>> START Provided information

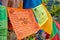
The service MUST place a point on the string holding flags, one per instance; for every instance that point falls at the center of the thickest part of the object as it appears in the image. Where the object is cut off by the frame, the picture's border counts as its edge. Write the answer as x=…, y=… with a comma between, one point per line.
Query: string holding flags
x=3, y=23
x=31, y=3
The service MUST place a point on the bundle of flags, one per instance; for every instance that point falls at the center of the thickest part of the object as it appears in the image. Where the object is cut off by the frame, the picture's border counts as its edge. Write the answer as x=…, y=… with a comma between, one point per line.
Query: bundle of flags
x=26, y=19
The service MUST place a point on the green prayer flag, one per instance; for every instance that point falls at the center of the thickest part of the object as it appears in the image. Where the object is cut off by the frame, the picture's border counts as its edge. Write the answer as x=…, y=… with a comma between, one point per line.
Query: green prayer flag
x=3, y=23
x=54, y=30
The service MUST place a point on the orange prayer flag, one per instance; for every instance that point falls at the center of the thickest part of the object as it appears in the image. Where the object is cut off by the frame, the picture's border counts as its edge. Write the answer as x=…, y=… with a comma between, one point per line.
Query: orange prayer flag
x=47, y=27
x=23, y=22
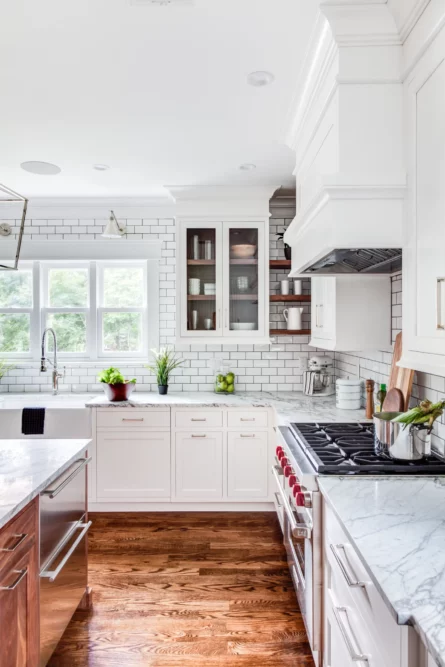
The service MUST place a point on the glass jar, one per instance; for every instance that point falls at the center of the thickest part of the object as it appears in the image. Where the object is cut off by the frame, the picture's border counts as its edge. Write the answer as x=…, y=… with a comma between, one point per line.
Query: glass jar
x=224, y=381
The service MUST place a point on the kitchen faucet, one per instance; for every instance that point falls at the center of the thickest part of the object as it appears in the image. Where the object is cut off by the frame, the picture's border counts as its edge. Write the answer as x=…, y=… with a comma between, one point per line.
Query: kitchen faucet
x=55, y=373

>> END Provided information

# Short task
Can you output every line above word for word, leaving the pictures out of your answer?

# Written answer
The service MUST place a point on the string holding flags, one per instance; for every instance that point falls at the center of the thickest part of the object as it appears in the image. Where the object is cut off by the frame, the picture's border counts as its edge. Write the answer as x=…, y=… with a comma between, one point per line.
Query: string holding flags
x=3, y=23
x=31, y=3
The service MUST place a point on the bundle of flags, one per instance; for every instance that point falls at the center of the thickest part of the object as it appears in the image. Where the object is cut off by the frame, the picture's border counts as its edge. Write the answer as x=…, y=… with a comma between, one point per line.
Query: bundle of flags
x=26, y=19
The service MUST place a point on the green prayer flag, one per instance; for every instance that point falls at the center of the thickest part of the object as it appears in the image. Where the object is cut off by the frame, the picture's border counts as its edge. Write the answer as x=…, y=… with a comma between, one point per line.
Query: green prayer flag
x=3, y=23
x=54, y=30
The service MUST place a point on the orange prayer flag, one per instance; for every instance that point falls at the center of the thickest part of the object as it appears in the image. Where the object is cut off by the frame, the picture's border counts as its edge. Write the answer as x=…, y=… with a comma between, one point per line.
Query: orange prayer flag
x=47, y=27
x=23, y=22
The service MUST place a point on the glass jar, one per instance; for every instance that point falls at the center of the thickest part of the object as it appears in the image. Where the object is cut off by the frame, the picture's border counts as its edge. Write the answer as x=…, y=… with a comma between, one point per line.
Query: glass jar
x=224, y=381
The service MUST place a point on the kitchen faucet, one per instance; for every instance that point falls at the center of the thickest part of the object as it appears in the image. Where the object is cut off by the frame, the picture's border counts as its edge. Write the answer as x=…, y=… with a comma between, one point per line.
Query: kitchen faucet
x=55, y=373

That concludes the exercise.